PASSAGE PROVIDED |
--------------------

/ 20 April 2007

Mac book supersizes conflicts in the ANC

The Mail & Guardian this week secured advance access to an extraordinary attempt to document the African National Congress’s (ANC) anti-apartheid struggle — as well as its devastating internal battles around the figures of its president, Thabo Mbeki, and its deputy president, Jacob Zuma.

The vehicle for this penetrating exposé of the party and its leadership is a study of one of the movement’s most colourful and controversial figures: Mac Maharaj.

Padraig O’Malley, a United States-based scholar, began a project of documenting South Africa’s transition to democracy in 1989 and gained extensive access to key figures in the struggle.

The result is more than a biography. O’Malley’s book, Shades of Difference: Mac Maharaj and the Struggle for South Africa, is due for release early next month in South Africa, but in addition O’Malley has constructed an extensive electronic archive of his research, including transcripts of thousands of hours of interviews and documents never before published — such as the communication trail between operatives of Operation Vula inside South Africa and their commanders in Lusaka and London.

The truth behind Vula — the ANC’s attempt in the late Eighties to infiltrate some of its top leaders into the country, led by Maharaj — is a key theme of O’Malley’s research.

--------------------

Pointing records |

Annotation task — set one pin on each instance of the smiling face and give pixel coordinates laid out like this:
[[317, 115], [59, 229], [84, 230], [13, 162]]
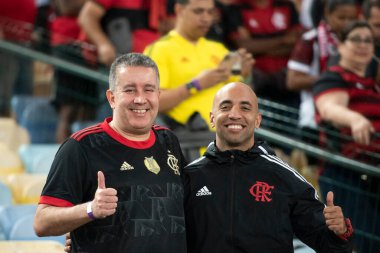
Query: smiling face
[[341, 16], [134, 100], [194, 18], [235, 116], [358, 48]]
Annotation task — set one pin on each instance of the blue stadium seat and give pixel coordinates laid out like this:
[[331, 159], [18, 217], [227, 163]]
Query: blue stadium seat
[[10, 214], [37, 158], [23, 230], [6, 195], [40, 119]]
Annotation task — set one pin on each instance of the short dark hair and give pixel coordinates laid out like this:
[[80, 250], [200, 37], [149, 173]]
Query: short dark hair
[[367, 6], [130, 60], [352, 26], [184, 2], [332, 5]]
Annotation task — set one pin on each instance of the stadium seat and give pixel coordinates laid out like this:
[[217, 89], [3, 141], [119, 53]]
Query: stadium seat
[[23, 230], [40, 120], [26, 188], [10, 162], [10, 214], [5, 195], [12, 134], [37, 158], [20, 102], [31, 247], [79, 125], [104, 110]]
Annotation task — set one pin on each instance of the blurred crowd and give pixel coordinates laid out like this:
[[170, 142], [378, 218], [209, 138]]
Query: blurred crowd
[[319, 56]]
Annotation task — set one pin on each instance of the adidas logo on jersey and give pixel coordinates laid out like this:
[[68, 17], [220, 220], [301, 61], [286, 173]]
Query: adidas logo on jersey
[[203, 191], [126, 166]]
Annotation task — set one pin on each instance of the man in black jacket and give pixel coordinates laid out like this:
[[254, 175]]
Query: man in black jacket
[[240, 197]]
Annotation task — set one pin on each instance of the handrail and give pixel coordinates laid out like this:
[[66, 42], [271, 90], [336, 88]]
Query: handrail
[[268, 135], [318, 152], [63, 64]]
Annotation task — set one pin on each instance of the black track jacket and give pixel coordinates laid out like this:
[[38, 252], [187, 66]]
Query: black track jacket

--------------------

Answer these questions using the article about the Mac Maharaj book:
1. In what year did Padraig O'Malley begin documenting South Africa's transition to democracy?
2. What is the full title of O'Malley's book?
3. In which two cities were the Operation Vula commanders based?

1. 1989
2. Shades of Difference: Mac Maharaj and the Struggle for South Africa
3. Lusaka and London